▸ Stated problem
Report each line of the records that contains the string "blue", treating uppercase and lowercase as different.

▸ Provided data
[BEGIN]

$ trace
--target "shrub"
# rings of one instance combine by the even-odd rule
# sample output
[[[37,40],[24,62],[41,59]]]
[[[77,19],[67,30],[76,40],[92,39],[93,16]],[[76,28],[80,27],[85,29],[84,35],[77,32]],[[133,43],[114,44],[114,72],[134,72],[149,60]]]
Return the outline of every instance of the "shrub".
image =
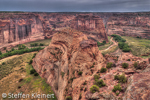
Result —
[[[131,49],[130,49],[130,48],[123,48],[122,51],[123,51],[123,52],[130,52]]]
[[[36,72],[36,73],[34,73],[34,76],[39,76],[39,74]]]
[[[121,83],[126,83],[127,82],[127,78],[125,77],[124,74],[122,74],[122,75],[115,75],[114,79],[115,80],[119,80],[119,82],[121,82]]]
[[[107,67],[107,68],[111,68],[111,67],[112,67],[112,65],[113,65],[113,63],[112,63],[112,62],[108,62],[106,67]]]
[[[124,75],[124,74],[119,75],[119,82],[121,82],[121,83],[125,83],[125,82],[127,82],[127,78],[125,77],[125,75]]]
[[[120,84],[117,84],[116,86],[114,86],[114,89],[112,90],[113,92],[116,92],[116,91],[121,91],[121,86]]]
[[[100,70],[101,73],[104,73],[104,72],[106,72],[106,71],[107,71],[107,69],[104,68],[104,67],[102,67],[101,70]]]
[[[30,60],[29,64],[32,64],[33,60]]]
[[[30,74],[34,74],[34,73],[36,73],[35,69],[31,69]]]
[[[4,47],[4,50],[6,50],[6,47]]]
[[[83,83],[83,85],[86,85],[87,83],[86,83],[86,81]]]
[[[5,64],[6,64],[5,62],[2,63],[2,65],[5,65]]]
[[[79,95],[79,100],[82,98],[82,94],[80,93],[80,95]]]
[[[99,86],[99,87],[103,87],[105,86],[106,84],[104,83],[104,81],[101,79],[101,80],[96,80],[95,81],[95,85]]]
[[[26,48],[26,46],[24,45],[24,44],[20,44],[19,46],[18,46],[18,50],[22,50],[22,49],[25,49]]]
[[[14,51],[14,50],[15,50],[14,48],[11,49],[11,51]]]
[[[70,81],[73,82],[73,80],[76,79],[76,77],[72,77],[70,78]]]
[[[90,68],[93,68],[94,67],[94,65],[92,65]]]
[[[71,96],[67,96],[67,97],[65,98],[65,100],[72,100],[72,97],[71,97]]]
[[[91,88],[90,88],[90,91],[92,93],[95,93],[96,91],[99,91],[99,87],[97,85],[92,85]]]
[[[119,80],[119,76],[118,76],[118,75],[115,75],[115,76],[114,76],[114,79],[115,79],[115,80]]]
[[[118,96],[118,95],[119,95],[119,92],[116,92],[116,95]]]
[[[129,64],[128,63],[122,63],[123,68],[128,68]]]
[[[137,67],[138,67],[138,63],[137,63],[137,62],[134,62],[133,66],[134,66],[135,68],[137,68]]]
[[[32,59],[33,59],[33,58],[35,58],[35,56],[36,56],[36,53],[34,53],[34,55],[33,55]]]
[[[40,46],[44,46],[44,43],[40,43]]]
[[[78,72],[78,75],[82,75],[82,71],[79,71],[79,72]]]
[[[105,40],[103,41],[103,44],[106,44],[106,41],[105,41]]]
[[[130,59],[127,59],[127,61],[130,61]]]
[[[62,78],[64,77],[64,75],[65,75],[65,73],[64,73],[64,72],[61,72],[61,76],[62,76]]]
[[[94,75],[94,80],[98,80],[99,79],[99,75]]]

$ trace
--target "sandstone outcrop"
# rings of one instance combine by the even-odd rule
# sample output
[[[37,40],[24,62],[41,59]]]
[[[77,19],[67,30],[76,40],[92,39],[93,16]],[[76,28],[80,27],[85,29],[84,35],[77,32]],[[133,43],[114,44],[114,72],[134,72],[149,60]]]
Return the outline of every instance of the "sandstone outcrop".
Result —
[[[84,100],[82,84],[90,82],[104,61],[97,43],[69,28],[55,33],[50,45],[36,55],[32,65],[52,86],[58,100],[64,100],[66,96],[78,100],[80,93]]]
[[[19,14],[15,18],[0,19],[0,48],[39,39],[44,39],[44,32],[38,15]]]
[[[128,79],[128,87],[123,100],[150,99],[150,65],[141,73],[136,73]]]
[[[99,16],[80,14],[71,21],[70,27],[83,31],[90,39],[108,41],[103,20]]]
[[[113,14],[107,22],[107,34],[150,39],[149,13]]]

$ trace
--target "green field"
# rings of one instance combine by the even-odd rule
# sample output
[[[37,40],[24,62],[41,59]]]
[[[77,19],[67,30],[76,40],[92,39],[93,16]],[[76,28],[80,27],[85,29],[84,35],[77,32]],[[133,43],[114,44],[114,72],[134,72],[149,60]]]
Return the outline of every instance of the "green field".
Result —
[[[99,48],[99,50],[104,50],[104,49],[106,49],[106,48],[108,48],[110,45],[112,45],[113,44],[113,42],[112,41],[110,41],[110,36],[108,36],[108,43],[106,43],[105,45],[102,45],[102,46],[99,46],[98,48]]]
[[[44,46],[48,46],[50,44],[50,42],[51,42],[51,39],[44,39],[44,40],[38,40],[38,41],[28,42],[28,43],[25,43],[25,45],[27,47],[30,47],[31,43],[38,43],[38,44],[43,43]]]
[[[128,36],[121,36],[121,37],[126,39],[126,42],[129,44],[133,55],[141,56],[142,54],[150,53],[150,40]]]
[[[32,66],[29,65],[29,61],[32,59],[35,53],[37,52],[14,55],[0,60],[0,94],[18,94],[20,92],[24,94],[54,94],[51,87],[46,83],[45,79],[41,78],[40,76],[34,76],[33,74],[30,74]],[[22,79],[21,82],[19,82],[20,79]],[[0,98],[2,98],[1,95]],[[6,100],[7,99],[8,98],[6,98]],[[42,100],[57,99],[55,97],[54,99]]]

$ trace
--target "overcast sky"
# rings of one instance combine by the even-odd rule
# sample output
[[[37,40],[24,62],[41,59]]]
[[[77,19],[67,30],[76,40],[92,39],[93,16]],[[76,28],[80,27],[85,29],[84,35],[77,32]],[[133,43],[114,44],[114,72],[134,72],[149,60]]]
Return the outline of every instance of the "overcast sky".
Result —
[[[0,11],[139,12],[150,11],[150,0],[0,0]]]

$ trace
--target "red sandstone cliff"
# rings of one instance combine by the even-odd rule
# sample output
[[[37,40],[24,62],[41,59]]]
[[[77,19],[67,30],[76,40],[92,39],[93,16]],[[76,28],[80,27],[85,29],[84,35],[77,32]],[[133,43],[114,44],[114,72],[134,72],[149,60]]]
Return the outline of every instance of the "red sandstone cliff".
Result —
[[[80,14],[71,21],[71,28],[83,31],[88,38],[108,41],[103,20],[99,16]]]
[[[149,13],[113,14],[107,22],[107,34],[150,39]]]
[[[88,40],[82,32],[64,29],[55,33],[50,45],[36,55],[33,67],[46,78],[58,100],[69,95],[77,100],[81,85],[90,81],[103,62],[96,42]],[[78,75],[79,71],[82,75]],[[71,78],[75,79],[71,81]]]
[[[38,15],[19,14],[0,19],[0,47],[38,39],[44,39],[43,26]]]

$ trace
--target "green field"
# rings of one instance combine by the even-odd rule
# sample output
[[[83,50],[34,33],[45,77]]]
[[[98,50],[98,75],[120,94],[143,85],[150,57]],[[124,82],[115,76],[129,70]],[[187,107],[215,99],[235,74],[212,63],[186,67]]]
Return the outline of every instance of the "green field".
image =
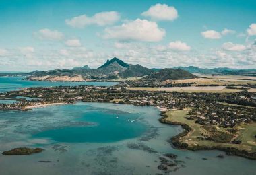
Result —
[[[240,150],[245,150],[249,152],[254,152],[256,150],[256,141],[254,137],[256,135],[256,123],[247,124],[237,127],[238,129],[238,137],[236,135],[230,133],[228,129],[220,128],[217,126],[212,126],[214,130],[209,129],[208,127],[205,127],[203,125],[201,125],[197,123],[195,123],[193,120],[187,120],[185,117],[187,116],[188,112],[190,109],[185,109],[182,110],[173,110],[169,111],[166,113],[167,118],[165,119],[168,121],[177,123],[187,124],[191,128],[192,131],[190,131],[187,135],[179,138],[180,141],[182,143],[187,143],[189,147],[195,147],[197,146],[205,146],[208,147],[214,147],[220,146],[223,147],[234,147]],[[211,126],[212,127],[212,126]],[[212,133],[212,131],[214,132]],[[227,140],[230,141],[230,136],[234,139],[242,140],[241,144],[232,144],[229,141],[226,143],[215,142],[214,141],[202,140],[202,133],[204,135],[212,135],[213,137],[220,137],[227,138]]]

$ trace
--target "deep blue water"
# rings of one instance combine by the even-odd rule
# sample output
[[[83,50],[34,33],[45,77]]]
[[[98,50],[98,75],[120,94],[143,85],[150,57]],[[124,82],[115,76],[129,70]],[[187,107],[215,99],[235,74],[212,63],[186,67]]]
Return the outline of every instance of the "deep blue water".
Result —
[[[59,85],[96,85],[110,86],[117,84],[117,82],[50,82],[40,81],[22,80],[24,77],[0,77],[0,92],[17,90],[28,87],[49,87]]]
[[[58,114],[58,110],[61,110],[61,114],[72,115],[75,118],[73,122],[85,122],[91,125],[86,127],[65,126],[46,130],[33,135],[33,138],[49,138],[57,142],[105,143],[137,137],[146,129],[146,126],[141,123],[131,122],[139,118],[139,114],[94,110],[84,103],[59,106],[55,110],[53,111],[55,115]],[[73,114],[73,111],[76,113]]]

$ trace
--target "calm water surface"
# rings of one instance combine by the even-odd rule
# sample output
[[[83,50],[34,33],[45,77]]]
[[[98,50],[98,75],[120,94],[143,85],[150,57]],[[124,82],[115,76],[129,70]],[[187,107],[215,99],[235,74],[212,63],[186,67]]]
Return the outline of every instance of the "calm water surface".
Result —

[END]

▸ Expected answer
--target "deep blue water"
Return the outline of every instance of the "deep blue water".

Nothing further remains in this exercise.